* GOAL: Return every line of the items below word for word, but leave out the pictures.

* EXTRACTED INFORMATION:

::::::::

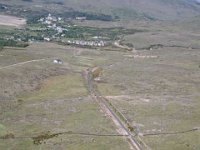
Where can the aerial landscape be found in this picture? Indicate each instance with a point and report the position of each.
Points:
(99, 75)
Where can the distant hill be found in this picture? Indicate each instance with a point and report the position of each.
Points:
(152, 9)
(126, 9)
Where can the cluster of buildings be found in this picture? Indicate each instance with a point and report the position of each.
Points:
(50, 19)
(87, 43)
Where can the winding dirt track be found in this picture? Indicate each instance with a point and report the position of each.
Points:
(21, 63)
(122, 129)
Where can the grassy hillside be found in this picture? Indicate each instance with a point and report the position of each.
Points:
(135, 9)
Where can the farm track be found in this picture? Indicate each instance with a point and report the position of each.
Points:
(21, 63)
(104, 105)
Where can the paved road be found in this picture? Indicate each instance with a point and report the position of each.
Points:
(106, 108)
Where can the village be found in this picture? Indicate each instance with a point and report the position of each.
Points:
(61, 32)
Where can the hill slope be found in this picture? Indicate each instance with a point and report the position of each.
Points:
(126, 9)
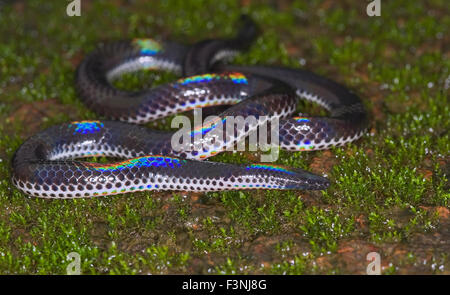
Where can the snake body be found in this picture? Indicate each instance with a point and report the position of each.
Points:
(43, 165)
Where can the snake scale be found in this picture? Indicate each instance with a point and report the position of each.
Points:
(44, 164)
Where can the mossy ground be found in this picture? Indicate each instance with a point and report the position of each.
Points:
(390, 189)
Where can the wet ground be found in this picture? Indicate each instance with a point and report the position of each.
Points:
(390, 189)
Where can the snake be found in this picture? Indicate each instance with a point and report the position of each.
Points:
(46, 164)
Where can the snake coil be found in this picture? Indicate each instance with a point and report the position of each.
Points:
(43, 166)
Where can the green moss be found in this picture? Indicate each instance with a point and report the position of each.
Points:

::::::::

* ANSWER TO THIS EXERCISE:
Where can the aerial landscape be found in this picture? Indicate each instance with a point and report the position of each.
Points:
(99, 75)
Where can the distant hill be found in this picture? Indicate each instance with a point and report the position of each.
Points:
(152, 9)
(126, 9)
Where can the cluster of buildings be found in this picture? Indicate each instance with a point and report the position of each.
Points:
(50, 19)
(87, 43)
Where can the winding dirt track be found in this picture? Indicate each instance with a point and report the position of each.
Points:
(21, 63)
(122, 129)
Where can the grassy hillside be found in this picture? Indicate each instance with a point and report the position of each.
Points:
(135, 9)
Where can the farm track be found in this picture? Indicate each instance with a point and report the position of each.
Points:
(21, 63)
(104, 105)
Where can the paved road be found in this picture? Indicate each instance with a point and report the position of each.
Points:
(106, 108)
Where can the village be found in this picture? Indicate each instance with a point and report the position of each.
Points:
(61, 32)
Where can the hill slope be found in this picture? Indicate each instance with a point and report the position of each.
Points:
(126, 9)
Where can the snake body be found in this picture? Indicate each instance with a point and report the position of each.
Points:
(43, 165)
Where can the snake scale be found in this picture? Indicate each instance with a point and report the position of each.
Points:
(44, 164)
Where can the mossy ground be found in this picture? Indicate each instance with a point and report the position of each.
Points:
(390, 189)
Where can the wet ground be found in this picture? Indicate each instance with a point and report the position of each.
Points:
(390, 189)
Where can the snake be found in this picture? Indicate each instance with a point and report the position of each.
Points:
(46, 164)
Where can the snake coil be found in this picture? Indicate each instance with a point and report the position of each.
Points:
(43, 166)
Where can the green moss be found in this picture? Indicate each instance with a point and report the position of each.
Points:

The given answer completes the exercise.